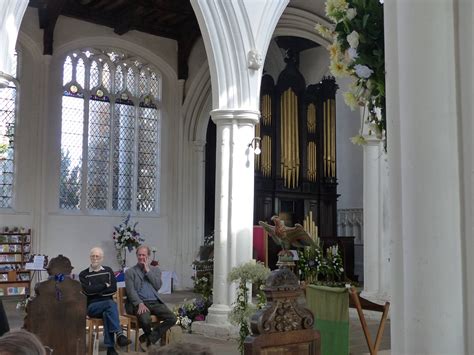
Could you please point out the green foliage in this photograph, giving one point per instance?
(189, 312)
(203, 285)
(357, 51)
(319, 268)
(70, 184)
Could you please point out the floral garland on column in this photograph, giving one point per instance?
(357, 51)
(248, 273)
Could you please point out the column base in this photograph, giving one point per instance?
(3, 82)
(217, 324)
(220, 331)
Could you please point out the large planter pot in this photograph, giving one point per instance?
(330, 306)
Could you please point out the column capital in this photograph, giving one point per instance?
(372, 140)
(5, 79)
(199, 145)
(241, 115)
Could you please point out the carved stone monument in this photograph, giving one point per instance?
(57, 313)
(284, 326)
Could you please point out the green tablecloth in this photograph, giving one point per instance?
(330, 306)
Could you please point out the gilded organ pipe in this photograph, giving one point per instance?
(266, 156)
(310, 226)
(333, 137)
(257, 157)
(289, 157)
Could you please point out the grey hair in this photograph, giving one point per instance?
(144, 247)
(21, 342)
(99, 249)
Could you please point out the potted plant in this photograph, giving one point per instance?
(326, 296)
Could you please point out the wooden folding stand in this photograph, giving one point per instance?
(359, 303)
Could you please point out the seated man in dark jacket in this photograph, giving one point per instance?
(143, 282)
(99, 285)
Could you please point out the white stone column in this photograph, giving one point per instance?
(11, 14)
(234, 202)
(376, 244)
(428, 279)
(236, 35)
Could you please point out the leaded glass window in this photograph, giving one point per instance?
(8, 112)
(110, 134)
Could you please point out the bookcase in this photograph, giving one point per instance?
(15, 247)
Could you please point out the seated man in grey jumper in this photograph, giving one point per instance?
(142, 283)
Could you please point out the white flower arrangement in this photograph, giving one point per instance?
(126, 235)
(357, 51)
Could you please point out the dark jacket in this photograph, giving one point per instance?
(94, 284)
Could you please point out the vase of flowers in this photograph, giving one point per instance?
(126, 238)
(357, 51)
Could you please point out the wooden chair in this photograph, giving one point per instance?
(95, 325)
(134, 323)
(359, 303)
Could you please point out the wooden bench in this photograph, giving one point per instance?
(359, 303)
(57, 313)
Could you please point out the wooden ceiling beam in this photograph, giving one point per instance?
(185, 45)
(48, 13)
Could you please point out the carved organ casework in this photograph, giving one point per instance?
(296, 171)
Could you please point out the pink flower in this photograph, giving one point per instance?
(199, 317)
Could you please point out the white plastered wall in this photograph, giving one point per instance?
(38, 145)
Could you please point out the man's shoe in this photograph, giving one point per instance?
(154, 337)
(122, 341)
(144, 342)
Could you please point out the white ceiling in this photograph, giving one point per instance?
(314, 6)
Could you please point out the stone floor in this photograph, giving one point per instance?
(357, 341)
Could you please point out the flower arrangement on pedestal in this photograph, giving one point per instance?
(318, 268)
(190, 312)
(126, 237)
(357, 51)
#####
=== Written exercise ===
Starting at the line containing "Could you please point out the man's" and ending at the end of the material, write out every line again, including the requests. Add -12 to each point coordinate in the answers.

=== Completed task ===
Could you please point out the man's shoe in this photograph, giving one point per instance?
(142, 325)
(110, 329)
(132, 330)
Could you please point out the white ceiling in this photograph, giving one point per instance?
(302, -6)
Could you please point out the stone floor in this photograph, giving one point per instance?
(345, 329)
Could you please point out the flower arrangement on pedestal in this photograph, giving one point per instance?
(306, 256)
(178, 300)
(114, 225)
(345, 39)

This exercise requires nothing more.